- [文档节选]:
********************

霍夫变换 (Hough Transform)
霍夫变换是一种以投票来检测线段的方式。它将图像从X-Y域转换到R-θ域,R是指X-Y域中像素点距离(0,0)的最短距离,θ是与X轴形成的角度。

X-Y域的一个点在R-θ域是一条直线,X-Y域的一条线段上的点在R-θ域会相交到一个点,这个点反过来就是X-Y域的一条直线。 所以我们只要在R-θ域找到各线的交点,就能找到X-Y域的线。

具体参考维基百科:
https://en.wikipedia.org/wiki/Hough_transform
在 OpenCV 中,可以通过如下方法来找到黑白图中的线段。黑白图是经过上面颜色和区域过滤得到的图像。
lines = cv2.HoughLinesP(edges, rho, theta, threshold, np.array([]), min_line_length, max_line_gap)
edges 是上面处理好的黑白图. rho 和 theta 表示距离(rho)和角度(theta)在R-θ中的分辨率,threshold 是指可以判断为一条线段所需的最小votes(R-θ中的有多少条直线相交于这一点), np.array([])是个placeholder不用在意,min_line_length指在X-Y域一条线段的长度最少是多少才认为是线段,max_line_gap是这条线段之间各个部分(segment)所允许的间隔(有多少个空缺点)。
# Source: Udacity CarND term1 Lesson 1 Sector 15
import matplotlib.pyplot as plt
import matplotlib.image as mpimg
import numpy as np
import cv2
image = mpimg.imread('test.jpg')
gray = cv2.cvtColor(image,cv2.COLOR_RGB2GRAY)
# Define a kernel size and apply Gaussian smoothing
kernel_size = 5
blur_gray = cv2.GaussianBlur(gray,(kernel_size, kernel_size),0)
# Define our parameters for Canny and apply
low_threshold = 50
high_threshold = 150
edges = cv2.Canny(blur_gray, low_threshold, high_threshold)
# Next we'll create a masked edges image using cv2.fillPoly()
mask = np.zeros_like(edges)
ignore_mask_color = 255
# This time we are defining a four sided polygon to mask
imshape = image.shape
vertices = np.array([[(0,imshape[0]),(450, 290), (490, 290), (imshape[1],imshape[0])]], dtype=np.int32)
cv2.fillPoly(mask, vertices, ignore_mask_color)
masked_edges = cv2.bitwise_and(edges, mask)
# Define the Hough transform parameters
# Make a blank the same size as our image to draw on
rho = 2 # distance resolution in pixels of the Hough grid
theta = np.pi/180 # angular resolution in radians of the Hough grid
threshold = 15 # minimum number of votes (intersections in Hough grid cell)

********************

- [所给资料]:
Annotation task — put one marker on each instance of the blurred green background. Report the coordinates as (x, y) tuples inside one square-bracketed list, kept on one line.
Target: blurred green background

********************

- [任务简述]:
请接着上面那段讲霍夫变换的文档节选往下写，从它停下的地方续写。

- [练习结果]:
min_line_length = 40 #minimum number of pixels making up a line
max_line_gap = 20 # maximum gap in pixels between connectable line segments
line_image = np.copy(image)*0 # creating a blank to draw lines on
# Run Hough on edge detected image
# Output "lines" is an array containing endpoints of detected line segments
lines = cv2.HoughLinesP(masked_edges, rho, theta, threshold, np.array([]), ###<<-------
min_line_length, max_line_gap)
# Iterate over the output "lines" and draw lines on a blank image
for line in lines:
for x1,y1,x2,y2 in line:
cv2.line(line_image,(x1,y1),(x2,y2),(255,0,0),10)
# Create a "color" binary image to combine with line image
color_edges = np.dstack((edges, edges, edges))
# Draw the lines on the edge image
lines_edges = cv2.addWeighted(color_edges, 0.8, line_image, 1, 0)
plt.imshow(lines_edges)

Project 1 - Finding Lane Lines on the Road
万事具备,可以写作业了。这个作业的最终目的是提取出视频中的行车线。视频也是由一帧帧的图像组成的,所以只要做好了对单张图片的pipeline,也可以将其应用到视频上。
完整源码请见:
https://github.com/feichashao/CarND-LaneLines-P1/blob/master/P1.ipynb
准备工作
首先的首先是导入所需要的库:
#importing some useful packages import matplotlib.pyplot as plt import matplotlib.image as mpimg import numpy as np import cv2 %matplotlib inline
然后是一些 helper functions:
import math
def grayscale(img):
"""
功能:将 img 从彩色图像转换成灰度图像。
mpimg.imread 读取到是RGB,使用OpenCV进行转换
"""
return cv2.cvtColor(img, cv2.COLOR_RGB2GRAY)
def canny(img, low_threshold, high_threshold):
"""功能:边缘检测 Canny transform"""
return cv2.Canny(img, low_threshold, high_threshold)
def gaussian_blur(img, kernel_size):
"""功能:高斯模糊(除噪)"""
return cv2.GaussianBlur(img, (kernel_size, kernel_size), 0)
def region_of_interest(img, vertices):
"""
功能:选取图形区域
只保留由 vertices 组成的多边形内的图像
"""
#defining a blank mask to start with
mask = np.zeros_like(img)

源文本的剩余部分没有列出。